Provided records Start Marker

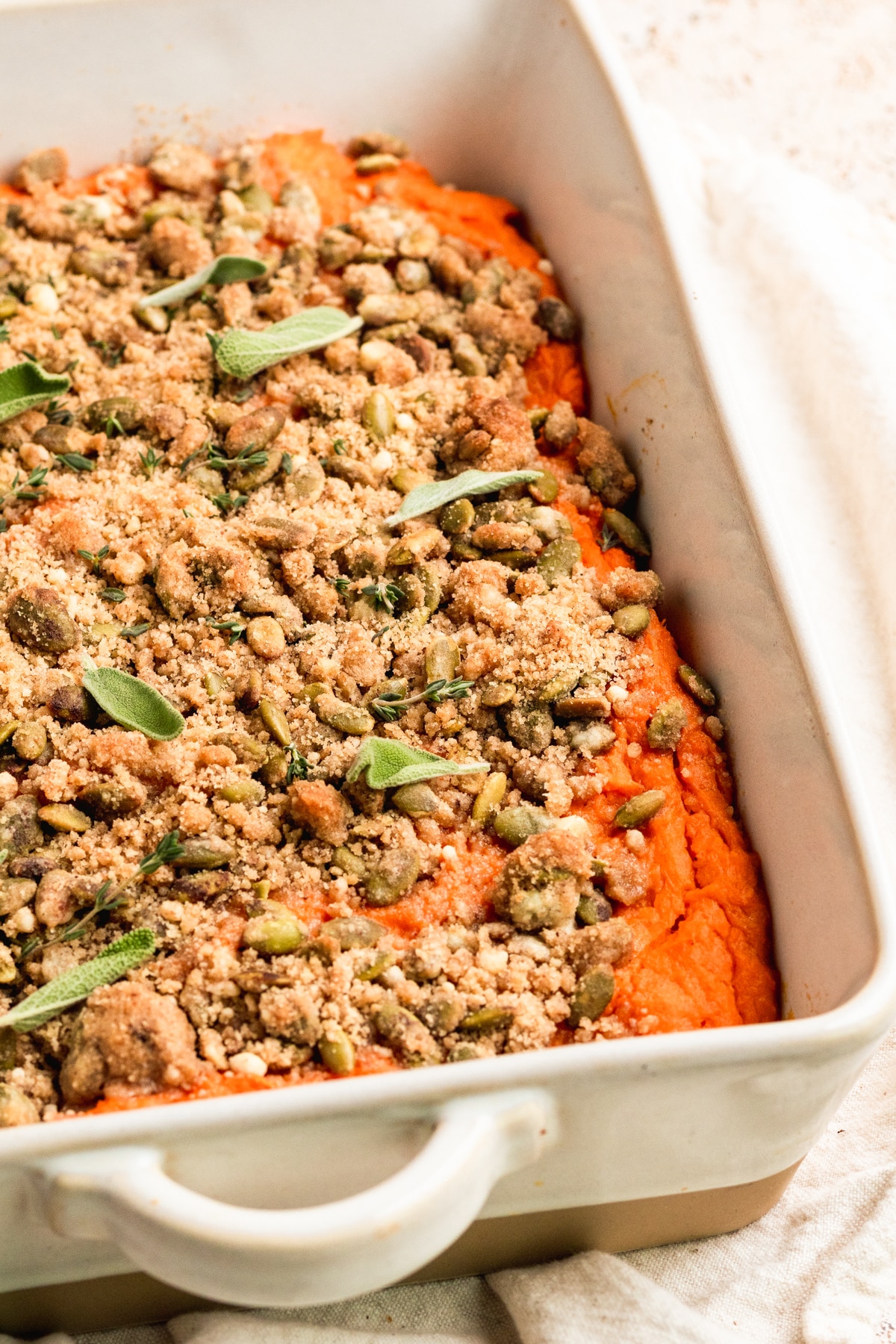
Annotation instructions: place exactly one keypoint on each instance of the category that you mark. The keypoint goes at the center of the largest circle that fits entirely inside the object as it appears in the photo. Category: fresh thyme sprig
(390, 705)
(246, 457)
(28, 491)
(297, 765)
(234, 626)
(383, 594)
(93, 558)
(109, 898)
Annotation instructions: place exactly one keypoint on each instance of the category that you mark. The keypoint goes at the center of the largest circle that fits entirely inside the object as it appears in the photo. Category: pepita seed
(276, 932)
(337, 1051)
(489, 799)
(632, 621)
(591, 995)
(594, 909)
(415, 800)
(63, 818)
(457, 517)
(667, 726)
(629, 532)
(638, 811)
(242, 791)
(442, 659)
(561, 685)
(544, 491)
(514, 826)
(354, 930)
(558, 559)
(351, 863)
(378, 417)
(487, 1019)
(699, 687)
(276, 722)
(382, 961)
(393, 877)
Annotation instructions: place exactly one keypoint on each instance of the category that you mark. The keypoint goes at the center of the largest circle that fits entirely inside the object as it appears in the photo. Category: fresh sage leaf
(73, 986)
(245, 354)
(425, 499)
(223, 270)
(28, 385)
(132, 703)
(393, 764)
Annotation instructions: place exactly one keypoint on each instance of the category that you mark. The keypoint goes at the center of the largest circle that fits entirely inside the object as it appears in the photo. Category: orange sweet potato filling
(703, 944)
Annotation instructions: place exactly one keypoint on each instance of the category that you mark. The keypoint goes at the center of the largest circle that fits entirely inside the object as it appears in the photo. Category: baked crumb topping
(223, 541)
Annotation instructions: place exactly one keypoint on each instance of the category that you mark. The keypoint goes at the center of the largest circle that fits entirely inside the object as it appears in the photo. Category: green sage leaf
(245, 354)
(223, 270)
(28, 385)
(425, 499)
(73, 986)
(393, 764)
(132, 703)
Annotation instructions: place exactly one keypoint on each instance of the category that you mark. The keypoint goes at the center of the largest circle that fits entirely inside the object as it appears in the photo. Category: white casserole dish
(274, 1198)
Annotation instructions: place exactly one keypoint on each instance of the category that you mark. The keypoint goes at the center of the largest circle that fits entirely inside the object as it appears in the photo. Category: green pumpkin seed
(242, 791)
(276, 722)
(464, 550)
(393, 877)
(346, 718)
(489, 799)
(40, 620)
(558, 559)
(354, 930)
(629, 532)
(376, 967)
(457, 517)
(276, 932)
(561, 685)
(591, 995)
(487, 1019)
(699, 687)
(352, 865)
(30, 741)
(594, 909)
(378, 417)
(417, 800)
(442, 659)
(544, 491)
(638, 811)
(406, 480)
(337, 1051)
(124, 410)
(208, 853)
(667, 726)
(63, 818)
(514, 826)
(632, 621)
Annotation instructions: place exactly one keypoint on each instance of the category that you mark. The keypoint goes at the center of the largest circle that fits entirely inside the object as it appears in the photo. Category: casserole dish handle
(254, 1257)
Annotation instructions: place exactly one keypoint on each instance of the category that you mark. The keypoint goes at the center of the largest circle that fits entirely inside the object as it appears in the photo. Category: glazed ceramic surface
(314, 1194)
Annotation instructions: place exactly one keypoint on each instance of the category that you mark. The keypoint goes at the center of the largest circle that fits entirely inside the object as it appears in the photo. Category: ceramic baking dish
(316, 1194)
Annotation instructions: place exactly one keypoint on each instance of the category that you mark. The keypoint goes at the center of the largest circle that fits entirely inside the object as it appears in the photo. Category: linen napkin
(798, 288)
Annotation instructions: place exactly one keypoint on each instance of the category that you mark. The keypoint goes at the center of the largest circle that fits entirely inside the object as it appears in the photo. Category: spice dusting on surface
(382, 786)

Provided records End Marker

▶ The task: Your reply should be nothing but the lines from the one containing "ceramic baking dish" through the last line above, copied exactly; please include both ends.

▶ Expected output:
Annotation instructions: place exactly one keypoint on each instance of the category that you mark. The keypoint goes at the center of the largest circle that fits entirely inside the object as it appears in the photo. Category: ceramic baking dish
(316, 1194)
Annotation instructions: place exactly one keypoint on each instance of the category that you mark. The keypoint goes at the center of the largest circle that fits entirely inside the object as it appears in the photo. Category: linen napkin
(798, 288)
Annotation instructions: place exactly one keypoint on each instance of the category that you mark. The keypoint goes at the center of the largest circle that fits entirely inside the object as it appears in the photo. Category: spice dusting on surface
(382, 786)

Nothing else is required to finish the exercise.